### GIVEN DATA
-.-.-
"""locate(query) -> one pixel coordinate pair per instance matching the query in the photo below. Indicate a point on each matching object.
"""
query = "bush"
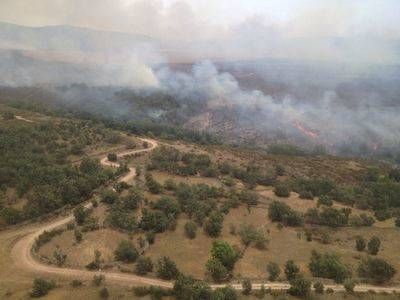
(188, 288)
(397, 222)
(246, 287)
(373, 245)
(166, 268)
(213, 224)
(150, 237)
(190, 229)
(112, 157)
(78, 235)
(80, 214)
(41, 287)
(216, 270)
(225, 293)
(300, 286)
(325, 200)
(126, 252)
(143, 266)
(375, 269)
(103, 293)
(274, 271)
(76, 283)
(306, 195)
(282, 190)
(95, 264)
(141, 291)
(349, 285)
(281, 212)
(382, 215)
(291, 270)
(360, 243)
(98, 280)
(328, 266)
(319, 287)
(109, 196)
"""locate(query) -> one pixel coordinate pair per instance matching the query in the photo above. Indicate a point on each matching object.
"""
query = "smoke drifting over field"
(329, 119)
(330, 78)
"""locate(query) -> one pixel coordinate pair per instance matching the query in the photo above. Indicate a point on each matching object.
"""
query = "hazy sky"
(345, 16)
(235, 28)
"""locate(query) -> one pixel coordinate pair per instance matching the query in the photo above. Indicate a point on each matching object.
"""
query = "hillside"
(186, 201)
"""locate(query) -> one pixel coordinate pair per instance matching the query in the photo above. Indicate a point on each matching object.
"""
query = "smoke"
(331, 78)
(330, 120)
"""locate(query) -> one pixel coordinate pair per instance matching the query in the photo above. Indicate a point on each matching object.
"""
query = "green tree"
(80, 214)
(282, 190)
(325, 200)
(374, 245)
(360, 243)
(349, 285)
(375, 269)
(41, 287)
(59, 256)
(112, 157)
(126, 252)
(216, 270)
(300, 286)
(104, 294)
(166, 268)
(291, 270)
(319, 287)
(190, 229)
(214, 223)
(187, 288)
(225, 293)
(397, 221)
(246, 287)
(143, 266)
(109, 196)
(78, 235)
(274, 271)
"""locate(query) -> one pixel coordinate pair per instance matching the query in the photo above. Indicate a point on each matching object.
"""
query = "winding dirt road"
(22, 252)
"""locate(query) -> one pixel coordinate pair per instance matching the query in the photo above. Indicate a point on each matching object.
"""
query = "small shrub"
(112, 157)
(104, 294)
(319, 287)
(141, 291)
(291, 270)
(349, 285)
(143, 265)
(190, 229)
(41, 287)
(360, 243)
(246, 287)
(273, 270)
(300, 286)
(76, 283)
(166, 268)
(98, 280)
(282, 190)
(374, 245)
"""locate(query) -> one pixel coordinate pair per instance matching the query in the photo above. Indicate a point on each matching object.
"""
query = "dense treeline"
(33, 162)
(138, 121)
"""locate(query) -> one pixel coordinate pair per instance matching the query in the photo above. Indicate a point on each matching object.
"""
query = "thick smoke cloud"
(328, 120)
(357, 107)
(351, 31)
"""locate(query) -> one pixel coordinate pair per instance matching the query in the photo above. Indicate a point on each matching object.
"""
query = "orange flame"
(306, 131)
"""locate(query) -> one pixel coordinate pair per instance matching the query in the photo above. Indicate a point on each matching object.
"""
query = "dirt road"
(22, 252)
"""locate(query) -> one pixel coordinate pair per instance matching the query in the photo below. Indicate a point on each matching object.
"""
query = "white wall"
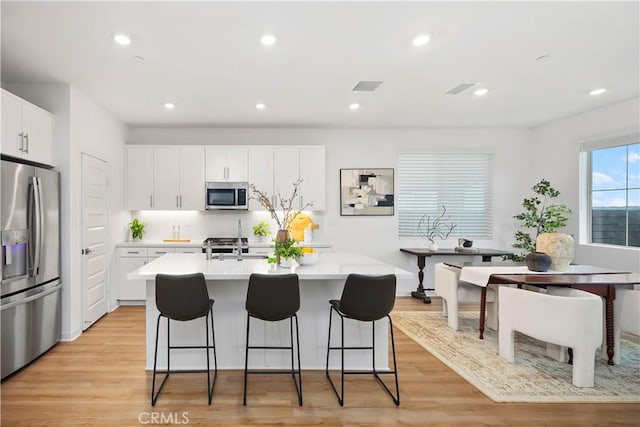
-.-.-
Give every record again exactly, apart from the pictures, which stay out.

### EXERCISE RESULT
"""locate(query) -> one pixel coordinate pair per instance matching the query in the photo below. Indicate a point on each matching object.
"""
query = "bush"
(188, 288)
(397, 222)
(246, 287)
(373, 245)
(166, 268)
(213, 224)
(150, 237)
(190, 229)
(112, 157)
(78, 235)
(80, 214)
(41, 287)
(216, 270)
(225, 293)
(300, 286)
(325, 200)
(126, 252)
(143, 266)
(375, 269)
(103, 293)
(274, 271)
(76, 283)
(306, 195)
(282, 190)
(95, 264)
(141, 291)
(349, 285)
(281, 212)
(382, 215)
(291, 270)
(360, 243)
(98, 280)
(328, 266)
(319, 287)
(109, 196)
"""locate(query) -> one pixel coordinate pair per instance matching the query in the photo above. Indicate a point on each matching object.
"""
query = "smoke drifting over field"
(329, 119)
(330, 78)
"""locate(query) -> one pixel coordinate pair per instance matching the query in the photo above. Indicate a point on each matching object.
"""
query = "hazy sky"
(345, 16)
(235, 28)
"""locate(query) -> one pixel coordinate pair per instance matching the query in the photo above. Indicate a point on each matching object.
"""
query = "hillside"
(186, 201)
"""locate(query) -> one pixel coordinate pair per instance matching the query in the photo above. Indicate a point on each matching object.
"""
query = "smoke"
(331, 78)
(330, 120)
"""locate(query) -> one pixel coordinate pair per instance matching the query in the photo above. Indicate a point on each matching object.
"""
query = "green tree"
(80, 214)
(282, 190)
(325, 200)
(374, 245)
(360, 243)
(349, 285)
(375, 269)
(41, 287)
(59, 256)
(112, 157)
(126, 252)
(216, 270)
(300, 286)
(104, 294)
(166, 268)
(291, 270)
(319, 287)
(190, 229)
(214, 223)
(187, 288)
(225, 293)
(397, 221)
(246, 287)
(143, 266)
(109, 196)
(78, 235)
(274, 271)
"""locate(query) -> one pixel coordinate pair per instance matching the query in the photo above. Indicate a point on each matching object.
"""
query = "winding dirt road"
(22, 252)
"""locate(query) -> one pixel coordinate pair per instance matching the query in the photo above. Indicate a point on each matching object.
"""
query = "small shrub"
(112, 157)
(104, 294)
(319, 287)
(141, 291)
(291, 270)
(349, 285)
(143, 265)
(190, 229)
(41, 287)
(360, 243)
(246, 287)
(273, 270)
(300, 286)
(76, 283)
(166, 268)
(98, 280)
(282, 190)
(374, 245)
"""locate(query) -> one pixel coordinate pair per instance matching the query in the photo above. Indicate a point on each matching object.
"""
query = "dense treeline"
(33, 162)
(138, 121)
"""locate(query) -> one pixel coordinate pair per instance matching the query in the photo above. Indicate a point on each matching object.
"""
query = "thick smoke cloud"
(328, 120)
(357, 107)
(351, 31)
"""locate(query) -> one pixel coordinate pair per instance matching the query in the photo above. Indicate a point on each matching object.
"""
query = "orange flame"
(306, 131)
"""locate(query) -> one pixel coordinate pair per instance matching the query in the photo above. Indicate a point on each matching object.
"""
query = "dirt road"
(22, 252)
"""locate(query) -> one pixel coordinate pair per instance matching the query in the photo below. Indicate a point on each matching object.
"""
query = "white wall"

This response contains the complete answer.